• Assigned task: An exact restatement is required. Cover only the lines of the records from the first through the line with "negative clicks: (258, 324)", and skip pictures.

• Data listing:
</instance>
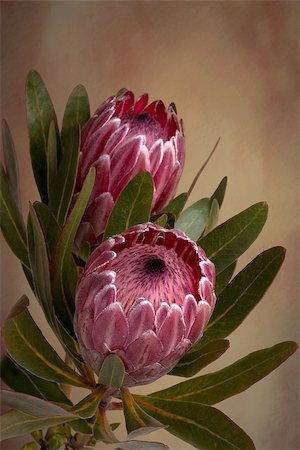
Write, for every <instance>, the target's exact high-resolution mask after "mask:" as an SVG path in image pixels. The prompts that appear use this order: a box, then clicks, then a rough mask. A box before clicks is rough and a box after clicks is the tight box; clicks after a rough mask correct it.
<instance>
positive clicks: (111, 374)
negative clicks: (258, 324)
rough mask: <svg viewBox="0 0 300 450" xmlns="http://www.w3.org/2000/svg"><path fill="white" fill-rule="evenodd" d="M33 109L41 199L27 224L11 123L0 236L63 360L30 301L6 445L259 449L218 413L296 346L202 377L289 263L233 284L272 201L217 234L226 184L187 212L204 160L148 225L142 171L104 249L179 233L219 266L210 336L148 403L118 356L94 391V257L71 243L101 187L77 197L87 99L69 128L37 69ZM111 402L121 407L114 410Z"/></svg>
mask: <svg viewBox="0 0 300 450" xmlns="http://www.w3.org/2000/svg"><path fill="white" fill-rule="evenodd" d="M26 105H27V120H28V134H29V142H30V155H31V162H32V169H33V175H34V178H35V181H36V184H37V187H38V191H39V193H40V197H41V201H36V202H34V203H33V204H30V208H29V214H28V217H27V220H26V221H25V220H24V218H23V214H22V210H21V199H20V184H19V173H18V164H17V159H16V152H15V148H14V143H13V139H12V136H11V133H10V130H9V127H8V125H7V123H6V122H5V121H4V122H3V127H2V137H3V138H2V139H3V150H4V165H1V172H0V176H1V197H0V219H1V229H2V232H3V235H4V237H5V239H6V241H7V243H8V245H9V246H10V248H11V250H12V251H13V253H14V254H15V255H16V257H17V258H18V259H19V260H20V263H21V265H22V268H23V270H24V274H25V276H26V278H27V280H28V282H29V284H30V286H31V288H32V291H33V293H34V296H35V297H36V299H37V300H38V302H39V304H40V306H41V308H42V310H43V312H44V315H45V317H46V319H47V321H48V323H49V325H50V326H51V328H52V330H53V332H54V333H55V335H56V337H57V339H58V340H59V342H60V344H61V345H62V348H63V349H64V351H65V353H66V360H65V361H64V360H63V359H61V357H60V356H59V355H58V354H57V352H56V351H55V350H54V349H53V348H52V347H51V345H50V344H49V343H48V342H47V340H46V338H45V337H44V336H43V334H42V332H41V330H40V329H39V327H38V325H37V324H36V323H35V322H34V320H33V318H32V316H31V314H30V312H29V309H28V306H29V300H28V298H27V297H25V296H23V297H22V298H21V299H20V300H19V301H18V302H17V304H16V305H15V307H14V308H13V309H12V311H11V313H10V315H9V317H8V318H7V320H6V321H5V324H4V327H3V338H4V342H5V346H6V350H7V354H6V355H5V356H4V357H3V359H2V361H1V377H2V379H3V381H4V382H5V383H6V384H7V385H8V386H9V387H10V388H11V389H13V391H3V396H2V402H3V404H6V405H7V406H8V407H9V408H11V409H10V411H9V412H8V413H6V414H4V415H3V416H2V418H1V436H2V439H8V438H13V437H16V436H19V435H23V434H27V433H31V434H32V437H33V441H32V442H30V443H28V444H26V446H24V449H27V450H29V449H36V448H38V447H40V448H44V449H58V448H61V446H63V445H64V446H65V448H66V449H71V448H74V449H75V448H77V449H79V448H91V447H93V446H94V445H95V444H96V442H97V440H101V441H102V442H104V443H110V444H114V445H115V448H118V449H157V450H163V449H167V447H166V445H164V444H162V443H159V442H148V441H143V440H141V439H138V440H136V438H140V436H143V435H144V434H146V433H149V432H152V431H155V430H157V429H166V431H168V432H170V433H172V434H174V435H175V436H177V437H179V438H180V439H182V440H183V441H186V442H189V443H190V444H191V445H193V446H194V447H195V448H206V449H215V448H226V449H227V448H228V449H230V448H232V449H252V448H254V444H253V442H252V440H251V438H250V437H249V436H248V435H247V434H246V433H245V431H243V430H242V429H241V428H240V427H239V426H238V425H237V424H235V423H234V422H233V421H232V420H231V419H230V418H229V417H227V416H226V415H225V414H224V413H222V412H221V411H220V410H218V409H217V408H216V407H215V406H214V405H215V404H217V403H219V402H220V401H223V400H225V399H226V398H229V397H231V396H234V395H237V394H238V393H240V392H242V391H244V390H245V389H248V388H249V387H250V386H251V385H253V384H254V383H256V382H257V381H259V380H260V379H261V378H263V377H265V376H266V375H268V374H269V373H270V372H271V371H273V370H274V369H275V368H276V367H278V366H279V365H280V364H281V363H283V362H284V361H285V360H286V359H287V358H288V357H289V356H290V355H292V354H293V353H294V352H295V351H296V349H297V345H296V344H295V343H294V342H283V343H279V344H276V345H274V346H273V347H271V348H266V349H261V350H258V351H256V352H253V353H251V354H249V355H247V356H245V357H244V358H242V359H240V360H239V361H236V362H235V363H233V364H231V365H230V366H228V367H225V368H223V369H221V370H219V371H217V372H212V373H208V374H206V375H200V376H199V375H198V376H196V377H194V376H195V375H197V374H198V373H199V371H201V370H202V369H203V368H204V367H206V366H207V365H209V364H210V363H212V362H213V361H215V360H217V359H218V358H220V357H221V356H222V355H223V353H224V352H226V351H227V350H228V348H229V346H230V343H229V340H228V339H227V338H228V336H229V335H230V334H231V333H232V332H233V331H234V330H235V329H236V328H237V327H238V326H239V325H240V324H241V323H242V322H243V321H244V320H245V318H246V317H247V315H248V314H249V313H250V312H251V311H252V309H253V308H254V307H255V306H256V305H257V304H258V302H259V301H260V300H261V299H262V297H263V296H264V294H265V292H266V290H267V289H268V287H269V286H270V285H271V283H272V281H273V280H274V278H275V276H276V274H277V272H278V270H279V269H280V267H281V264H282V263H283V260H284V256H285V250H284V249H283V248H282V247H273V248H270V249H266V250H265V251H263V252H262V253H261V254H259V255H258V256H257V257H256V258H254V260H253V261H251V262H250V263H249V264H248V265H247V266H246V267H244V268H243V269H242V270H241V271H240V272H239V273H238V274H236V275H234V272H235V269H236V263H237V260H238V258H239V257H240V256H241V255H242V254H243V253H244V252H245V251H246V250H247V249H248V248H249V247H250V246H251V244H252V243H253V242H254V241H255V239H256V238H257V237H258V235H259V233H260V232H261V230H262V228H263V226H264V224H265V221H266V219H267V213H268V208H267V205H266V203H264V202H260V203H257V204H255V205H252V206H250V207H248V208H247V209H245V210H244V211H242V212H240V213H238V214H236V215H235V216H234V217H232V218H230V219H228V220H227V221H226V222H224V223H222V224H221V225H217V223H218V217H219V211H220V208H221V206H222V203H223V200H224V196H225V191H226V185H227V177H224V178H223V179H222V180H221V182H220V184H219V186H218V187H217V188H216V190H215V191H214V193H213V194H212V195H211V196H210V197H205V198H202V199H200V200H198V201H197V202H195V203H194V204H192V205H191V206H189V207H186V203H187V201H188V198H189V195H190V193H191V191H192V189H193V187H194V185H195V183H196V181H197V178H198V176H199V175H200V173H201V172H202V170H203V168H204V166H205V165H206V163H207V161H206V162H205V164H204V166H203V167H202V168H201V169H200V171H199V172H198V174H197V176H196V178H195V179H194V181H193V182H192V184H191V187H190V189H189V190H188V192H184V193H181V194H180V195H178V196H177V197H176V198H174V199H173V200H172V201H171V202H170V204H169V205H167V206H166V207H165V208H164V210H163V211H161V212H160V213H159V214H156V215H155V216H151V204H152V198H153V189H154V188H153V180H152V178H151V175H150V174H149V173H147V172H142V173H139V174H138V175H136V176H135V177H134V178H133V179H132V180H131V181H130V182H129V183H128V184H127V186H126V187H125V189H124V190H123V191H122V193H121V194H120V196H119V199H118V200H117V202H116V204H115V206H114V209H113V211H112V213H111V215H110V217H109V219H108V223H107V227H106V230H105V232H104V239H107V238H109V237H110V236H112V235H114V234H119V233H121V232H122V231H124V230H125V229H127V228H129V227H131V226H133V225H136V224H139V223H145V222H148V221H151V222H153V223H156V224H158V225H161V226H163V227H166V228H174V227H175V228H178V229H180V230H182V231H183V232H185V233H186V234H187V235H188V236H189V237H190V238H191V239H192V240H194V241H196V242H197V244H198V245H199V246H201V247H202V248H203V249H204V250H205V252H206V254H207V256H208V258H209V259H211V260H212V261H213V262H214V264H215V267H216V274H217V277H216V288H215V292H216V295H217V297H218V299H217V304H216V307H215V310H214V313H213V315H212V318H211V320H210V322H209V323H208V325H207V327H206V330H205V332H204V336H203V337H202V339H201V340H200V341H199V342H198V343H197V344H196V345H195V346H194V347H193V348H192V349H191V350H190V351H189V352H188V353H187V354H185V355H184V356H183V358H182V359H181V360H180V361H179V362H178V364H177V365H176V367H174V368H173V369H172V370H171V372H170V373H169V374H170V375H175V376H179V377H182V378H190V379H189V380H185V381H183V382H181V383H179V384H177V385H175V386H172V387H169V388H167V389H164V390H162V391H159V392H154V393H152V394H151V395H149V396H140V395H134V396H133V395H132V394H131V393H130V392H129V390H128V389H127V388H126V387H125V386H123V380H124V375H125V367H124V364H123V361H122V360H121V359H120V358H119V357H118V356H117V355H109V356H108V357H107V358H106V359H105V361H104V362H103V365H102V367H101V369H100V372H99V374H97V375H98V380H97V381H96V380H95V377H94V374H93V373H92V372H91V370H90V369H89V368H88V367H87V366H86V364H85V362H84V360H83V358H82V356H81V354H80V351H79V345H78V342H77V340H76V336H75V334H74V331H73V316H74V298H75V287H76V283H77V280H78V277H79V275H80V270H81V268H82V265H84V263H85V260H86V257H87V256H88V255H89V252H90V248H89V247H86V248H85V249H80V251H79V252H77V253H76V254H74V240H75V236H76V232H77V229H78V227H79V224H80V222H81V219H82V217H83V215H84V211H85V208H86V206H87V204H88V201H89V196H90V194H91V191H92V189H93V185H94V180H95V170H94V168H91V170H90V172H89V174H88V175H87V177H86V180H85V182H84V185H83V187H82V190H81V192H80V193H79V194H78V195H77V196H76V197H74V190H75V183H76V177H77V171H78V161H79V149H80V130H81V128H82V127H83V126H84V124H85V123H86V121H87V120H88V119H89V117H90V108H89V100H88V97H87V93H86V90H85V88H84V87H83V86H81V85H79V86H77V87H76V88H75V89H74V90H73V91H72V93H71V95H70V97H69V99H68V102H67V105H66V109H65V113H64V117H63V122H62V127H61V130H60V129H59V127H58V123H57V118H56V114H55V111H54V107H53V104H52V102H51V99H50V96H49V94H48V91H47V89H46V87H45V85H44V83H43V81H42V79H41V77H40V76H39V74H38V73H37V72H35V71H31V72H30V73H29V75H28V78H27V82H26ZM174 106H175V105H174ZM212 153H213V152H212ZM191 377H193V378H191ZM70 386H75V387H82V388H85V389H88V390H89V393H88V394H87V395H86V396H85V397H84V398H83V399H82V400H81V401H80V402H79V403H77V404H75V405H74V404H73V403H72V401H71V400H70V398H69V395H68V393H69V389H70ZM113 397H114V398H116V399H117V400H118V401H116V402H112V400H111V399H112V398H113ZM119 400H121V401H119ZM112 408H115V409H123V412H124V415H125V420H126V428H127V432H128V438H127V439H126V440H121V441H120V440H119V439H118V438H117V437H116V435H115V434H114V429H115V428H117V426H118V424H109V423H108V421H107V417H106V411H107V410H108V409H112ZM43 430H46V431H43ZM73 433H75V434H73Z"/></svg>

• Exercise solution:
</instance>
Write, for every <instance>, the target's exact high-resolution mask after "mask:" as an SVG path in image pixels. The prompts that appear use this order: a box, then clicks, then a rough mask. A box before clicks is rough and a box after clicks is the tight box; clicks after a rough mask correct it.
<instance>
positive clicks: (111, 374)
negative clicks: (258, 324)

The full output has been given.